_EXERCISE DETAILS:_
Answer these three questions from the Norman Rockwell essay below.
(a) At what age did Rockwell begin his formal study of art, and at which school?
(b) Why was he rejected the first time he tried to enlist during World War I?
(c) Which book does the essay name as one he illustrated after the Great War?

SALLY MORRIS:  NORMAN ROCKWELL, AMERICA’S MIRROR

Perhaps what we need most today is an antidote to today.  Many of us are old enough to remember the Saturday Evening Post.  It nearly always had a cover by American illustrator Norman Rockwell.  Rockwell, more than any other of our great illustrators and artists, captured America of the 20th Century, an innocent time of America’s adolescence.  We were adventurous, patriotic, sentimental perhaps, we tended to be the moral America that de Tocqueville described in an earlier time.  America bound to succeed, America with a great destiny and a great history.

 

Rockwell, himself, was of English-American stock, his earliest American ancestor having arrived in New England in about 1635.  His own father was a lifelong manager of a New England textile firm.  He had one older brother.  At age 14 he began his formal study of art as a student at the Chase Art School and went on to the National Academy of Design and the Art Students League.  He began his cover art career very early, with St. Nicholas Magazine, Boys’ Life and other youth publications.  Many years ago I read his autobiography and remembered his stories of life as an impoverished art student.  One of his many part-time jobs was as an extra with the Metropolitan Opera.  He recounted how he began this job - a fellow student and friend told him to get right over to the Met - and be sure to wear long underwear!  A bit puzzled, he took this advice.  He soon found out why the long underwear.  The costumes for the extras had been around for a long time and the Met did not make cleaning them a priority.  Suffice it to say it was crawling.  He described working with some of the greats.  Caruso, he said, spent some time in conversation with him while performing in Aida.  During the tomb scenes there was a lot of time to talk.  Caruso was very supportive and kind, he said.  He saw Rockwell not as a poor part-time extra but as a fellow artist and encouraged him.  

 

He was rejected when he tried to enlist during World War I because he was too underweight for his height.  He remedied this deficiency by stuffing himself with bananas and doughnuts.  He went back and tried again, this time with success, but spent his Navy career as an artist and saw no military action.  

 

His career continued after the Great War, however, and he illustrated books - including Tom Sawyer and others.  He was sought after for magazine art and was also asked to participate in a daily cartoon feature.  He was too much a perfectionist, however, for the daily demand to produce a finished product.  He became involved also in the movie industry, producing numerous posters for major motion pictures.  (He appeared in the 1966 movie, Stagecoach, for which he did the artwork, in a bit part as an old gambler - sort of recalling his days with the Met!)

_MATERIAL SUPPLIED:_
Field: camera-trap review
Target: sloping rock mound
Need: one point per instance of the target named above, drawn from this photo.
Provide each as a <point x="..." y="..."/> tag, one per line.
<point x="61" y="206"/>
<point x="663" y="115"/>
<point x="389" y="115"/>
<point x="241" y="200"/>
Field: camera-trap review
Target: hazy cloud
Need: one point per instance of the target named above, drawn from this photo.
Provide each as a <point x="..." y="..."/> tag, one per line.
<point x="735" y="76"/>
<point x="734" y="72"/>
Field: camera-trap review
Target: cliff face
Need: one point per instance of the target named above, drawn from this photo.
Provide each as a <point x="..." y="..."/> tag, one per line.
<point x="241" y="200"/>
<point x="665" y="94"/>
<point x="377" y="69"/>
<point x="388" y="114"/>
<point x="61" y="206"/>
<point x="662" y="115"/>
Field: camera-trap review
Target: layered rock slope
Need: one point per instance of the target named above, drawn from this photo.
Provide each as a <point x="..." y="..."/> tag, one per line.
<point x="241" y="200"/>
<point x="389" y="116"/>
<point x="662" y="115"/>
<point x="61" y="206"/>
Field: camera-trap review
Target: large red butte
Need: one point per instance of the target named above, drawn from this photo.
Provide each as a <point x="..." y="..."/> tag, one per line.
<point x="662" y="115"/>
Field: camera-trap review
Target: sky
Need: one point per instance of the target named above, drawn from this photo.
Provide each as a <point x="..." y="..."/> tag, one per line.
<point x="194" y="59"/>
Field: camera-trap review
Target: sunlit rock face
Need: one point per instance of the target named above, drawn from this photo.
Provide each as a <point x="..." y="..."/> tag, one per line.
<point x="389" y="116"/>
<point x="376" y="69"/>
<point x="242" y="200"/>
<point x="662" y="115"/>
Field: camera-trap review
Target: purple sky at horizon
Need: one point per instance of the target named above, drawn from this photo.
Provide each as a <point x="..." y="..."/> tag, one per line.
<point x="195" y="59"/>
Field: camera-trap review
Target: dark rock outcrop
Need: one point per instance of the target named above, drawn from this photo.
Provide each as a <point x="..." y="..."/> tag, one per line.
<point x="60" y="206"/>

_ANSWER BELOW:_
(a) He began at age 14, at the Chase Art School.
(b) He was too underweight for his height.
(c) Tom Sawyer.